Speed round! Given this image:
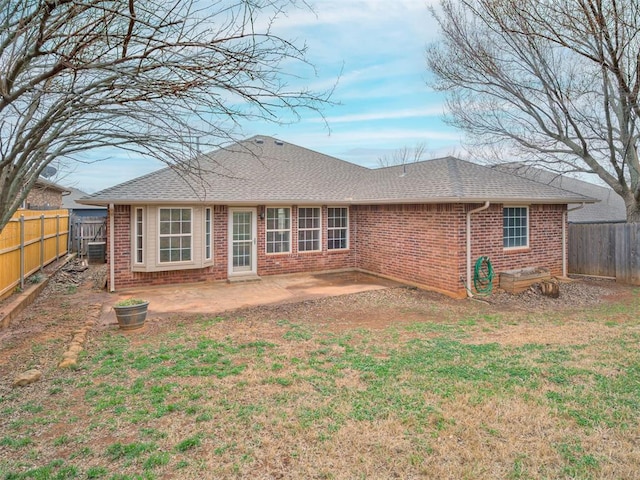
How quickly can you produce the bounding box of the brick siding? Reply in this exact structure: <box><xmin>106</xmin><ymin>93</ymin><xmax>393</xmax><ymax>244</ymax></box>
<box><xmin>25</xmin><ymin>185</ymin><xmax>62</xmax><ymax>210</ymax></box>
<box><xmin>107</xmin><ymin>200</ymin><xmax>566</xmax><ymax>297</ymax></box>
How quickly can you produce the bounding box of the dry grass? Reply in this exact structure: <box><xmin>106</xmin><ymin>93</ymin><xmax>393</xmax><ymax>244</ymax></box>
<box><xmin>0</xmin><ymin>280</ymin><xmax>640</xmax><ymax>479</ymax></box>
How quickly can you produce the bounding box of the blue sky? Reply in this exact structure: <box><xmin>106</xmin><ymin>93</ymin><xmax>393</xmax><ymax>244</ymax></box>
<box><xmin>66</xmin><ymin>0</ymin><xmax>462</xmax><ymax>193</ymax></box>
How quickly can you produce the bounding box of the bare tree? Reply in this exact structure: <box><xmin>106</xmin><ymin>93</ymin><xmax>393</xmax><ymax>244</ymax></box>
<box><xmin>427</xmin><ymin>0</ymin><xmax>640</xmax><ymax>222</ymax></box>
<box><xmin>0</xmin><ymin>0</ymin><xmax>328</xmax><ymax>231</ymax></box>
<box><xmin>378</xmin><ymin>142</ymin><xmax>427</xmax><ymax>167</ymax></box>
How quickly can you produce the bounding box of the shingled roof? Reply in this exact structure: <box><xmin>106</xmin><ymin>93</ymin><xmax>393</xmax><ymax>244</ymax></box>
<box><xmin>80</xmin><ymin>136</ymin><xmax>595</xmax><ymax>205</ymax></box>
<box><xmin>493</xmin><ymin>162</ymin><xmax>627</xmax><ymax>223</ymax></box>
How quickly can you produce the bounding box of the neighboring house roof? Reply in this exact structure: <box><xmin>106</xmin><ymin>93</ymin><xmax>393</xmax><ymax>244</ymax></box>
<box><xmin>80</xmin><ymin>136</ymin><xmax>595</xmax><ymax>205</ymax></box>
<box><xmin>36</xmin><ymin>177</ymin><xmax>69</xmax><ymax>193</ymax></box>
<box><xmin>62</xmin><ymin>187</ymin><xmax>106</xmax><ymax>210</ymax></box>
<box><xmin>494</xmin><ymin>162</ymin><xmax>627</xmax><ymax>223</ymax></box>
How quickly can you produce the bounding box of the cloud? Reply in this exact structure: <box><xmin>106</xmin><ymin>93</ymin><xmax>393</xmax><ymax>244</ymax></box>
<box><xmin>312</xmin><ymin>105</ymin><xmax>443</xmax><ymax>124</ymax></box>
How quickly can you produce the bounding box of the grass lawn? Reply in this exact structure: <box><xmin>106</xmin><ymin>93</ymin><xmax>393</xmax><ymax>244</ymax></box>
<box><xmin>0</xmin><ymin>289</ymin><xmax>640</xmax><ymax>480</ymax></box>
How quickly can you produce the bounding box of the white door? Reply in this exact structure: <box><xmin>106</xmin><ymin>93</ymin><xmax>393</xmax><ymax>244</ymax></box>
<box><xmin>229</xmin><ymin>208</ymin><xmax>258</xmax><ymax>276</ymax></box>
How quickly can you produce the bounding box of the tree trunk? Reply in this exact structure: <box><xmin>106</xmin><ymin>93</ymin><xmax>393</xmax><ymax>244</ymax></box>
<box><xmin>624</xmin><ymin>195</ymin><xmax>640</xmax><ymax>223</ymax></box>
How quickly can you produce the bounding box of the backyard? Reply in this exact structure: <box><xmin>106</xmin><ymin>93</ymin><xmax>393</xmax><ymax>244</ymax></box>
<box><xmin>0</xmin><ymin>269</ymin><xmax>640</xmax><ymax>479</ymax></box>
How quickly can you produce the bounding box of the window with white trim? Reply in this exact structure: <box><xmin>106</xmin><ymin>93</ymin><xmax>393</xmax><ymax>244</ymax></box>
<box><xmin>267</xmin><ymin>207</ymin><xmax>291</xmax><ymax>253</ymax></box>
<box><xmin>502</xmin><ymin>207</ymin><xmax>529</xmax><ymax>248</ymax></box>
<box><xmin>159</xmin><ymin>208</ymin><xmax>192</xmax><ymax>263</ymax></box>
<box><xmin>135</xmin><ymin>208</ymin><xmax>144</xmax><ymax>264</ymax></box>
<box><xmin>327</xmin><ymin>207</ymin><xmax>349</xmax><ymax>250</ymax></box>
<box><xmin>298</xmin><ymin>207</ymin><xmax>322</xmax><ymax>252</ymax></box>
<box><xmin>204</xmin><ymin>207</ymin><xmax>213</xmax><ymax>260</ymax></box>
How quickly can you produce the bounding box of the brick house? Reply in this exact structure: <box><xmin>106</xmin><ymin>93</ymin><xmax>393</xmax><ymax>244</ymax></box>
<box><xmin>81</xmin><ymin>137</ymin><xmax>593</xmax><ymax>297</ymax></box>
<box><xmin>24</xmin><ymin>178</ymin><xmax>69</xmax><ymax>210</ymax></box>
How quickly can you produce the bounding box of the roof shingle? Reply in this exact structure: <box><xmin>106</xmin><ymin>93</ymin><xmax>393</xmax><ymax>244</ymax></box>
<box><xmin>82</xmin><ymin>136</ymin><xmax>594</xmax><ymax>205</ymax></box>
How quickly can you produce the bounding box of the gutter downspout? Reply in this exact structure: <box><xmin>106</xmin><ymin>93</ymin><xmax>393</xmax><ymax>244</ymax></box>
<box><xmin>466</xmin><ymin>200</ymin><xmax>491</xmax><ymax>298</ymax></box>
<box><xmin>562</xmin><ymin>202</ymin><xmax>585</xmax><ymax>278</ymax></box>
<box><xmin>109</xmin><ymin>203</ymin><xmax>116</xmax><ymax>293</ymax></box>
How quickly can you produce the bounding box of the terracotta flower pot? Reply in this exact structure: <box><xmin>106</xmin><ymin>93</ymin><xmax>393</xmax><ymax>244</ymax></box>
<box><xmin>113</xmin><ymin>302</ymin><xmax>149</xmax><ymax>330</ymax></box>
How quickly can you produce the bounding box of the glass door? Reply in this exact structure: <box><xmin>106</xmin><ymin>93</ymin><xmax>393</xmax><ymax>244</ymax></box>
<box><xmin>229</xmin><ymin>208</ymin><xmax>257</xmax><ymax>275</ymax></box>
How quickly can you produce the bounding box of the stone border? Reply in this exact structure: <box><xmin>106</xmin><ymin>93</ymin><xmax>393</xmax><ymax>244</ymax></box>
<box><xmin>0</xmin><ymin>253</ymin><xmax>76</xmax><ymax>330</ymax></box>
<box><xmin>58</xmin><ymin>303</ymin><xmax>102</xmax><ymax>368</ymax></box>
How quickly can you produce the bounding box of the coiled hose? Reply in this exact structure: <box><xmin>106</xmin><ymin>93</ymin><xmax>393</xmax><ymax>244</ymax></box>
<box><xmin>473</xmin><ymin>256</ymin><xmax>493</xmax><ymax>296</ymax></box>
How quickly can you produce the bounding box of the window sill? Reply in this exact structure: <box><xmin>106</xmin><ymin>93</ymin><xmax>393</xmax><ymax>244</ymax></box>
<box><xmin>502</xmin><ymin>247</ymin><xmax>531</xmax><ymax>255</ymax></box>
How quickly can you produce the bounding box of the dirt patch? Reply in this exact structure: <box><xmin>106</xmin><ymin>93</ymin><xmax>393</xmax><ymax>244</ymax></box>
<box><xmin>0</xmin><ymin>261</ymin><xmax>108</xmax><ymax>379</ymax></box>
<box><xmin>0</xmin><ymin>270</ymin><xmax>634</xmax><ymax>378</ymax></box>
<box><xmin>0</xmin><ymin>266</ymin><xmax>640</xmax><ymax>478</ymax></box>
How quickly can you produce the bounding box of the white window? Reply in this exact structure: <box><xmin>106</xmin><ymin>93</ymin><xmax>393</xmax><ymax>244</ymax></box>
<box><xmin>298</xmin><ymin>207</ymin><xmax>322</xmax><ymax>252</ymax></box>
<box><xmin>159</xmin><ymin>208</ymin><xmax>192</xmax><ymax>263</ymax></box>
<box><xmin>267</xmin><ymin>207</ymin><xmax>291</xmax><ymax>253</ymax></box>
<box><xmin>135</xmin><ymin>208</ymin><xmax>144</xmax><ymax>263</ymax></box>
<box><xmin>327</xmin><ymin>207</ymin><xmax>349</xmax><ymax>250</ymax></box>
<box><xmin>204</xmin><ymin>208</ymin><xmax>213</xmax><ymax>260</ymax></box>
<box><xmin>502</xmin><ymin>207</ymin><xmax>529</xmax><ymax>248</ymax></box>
****************************************
=== Problem to work on ===
Exact repetition is required for the lines from the one that contains "the window sill?" through the final line; leave out everything else.

=== Output for this task ===
How quickly can you produce the bounding box of the window sill? Reply in this exact structure: <box><xmin>106</xmin><ymin>93</ymin><xmax>393</xmax><ymax>244</ymax></box>
<box><xmin>502</xmin><ymin>247</ymin><xmax>531</xmax><ymax>255</ymax></box>
How quickly can you produce the bounding box of the dirt patch? Reply in this exact structure: <box><xmin>106</xmin><ymin>93</ymin><xmax>393</xmax><ymax>244</ymax></box>
<box><xmin>0</xmin><ymin>261</ymin><xmax>108</xmax><ymax>379</ymax></box>
<box><xmin>0</xmin><ymin>270</ymin><xmax>634</xmax><ymax>378</ymax></box>
<box><xmin>0</xmin><ymin>266</ymin><xmax>640</xmax><ymax>478</ymax></box>
How quickly can you produce the bounding box of the white window? Reply in this exact structure: <box><xmin>106</xmin><ymin>93</ymin><xmax>393</xmax><ymax>244</ymax></box>
<box><xmin>298</xmin><ymin>207</ymin><xmax>322</xmax><ymax>252</ymax></box>
<box><xmin>159</xmin><ymin>208</ymin><xmax>192</xmax><ymax>263</ymax></box>
<box><xmin>267</xmin><ymin>207</ymin><xmax>291</xmax><ymax>253</ymax></box>
<box><xmin>135</xmin><ymin>208</ymin><xmax>144</xmax><ymax>263</ymax></box>
<box><xmin>327</xmin><ymin>207</ymin><xmax>349</xmax><ymax>250</ymax></box>
<box><xmin>204</xmin><ymin>208</ymin><xmax>213</xmax><ymax>260</ymax></box>
<box><xmin>502</xmin><ymin>207</ymin><xmax>529</xmax><ymax>248</ymax></box>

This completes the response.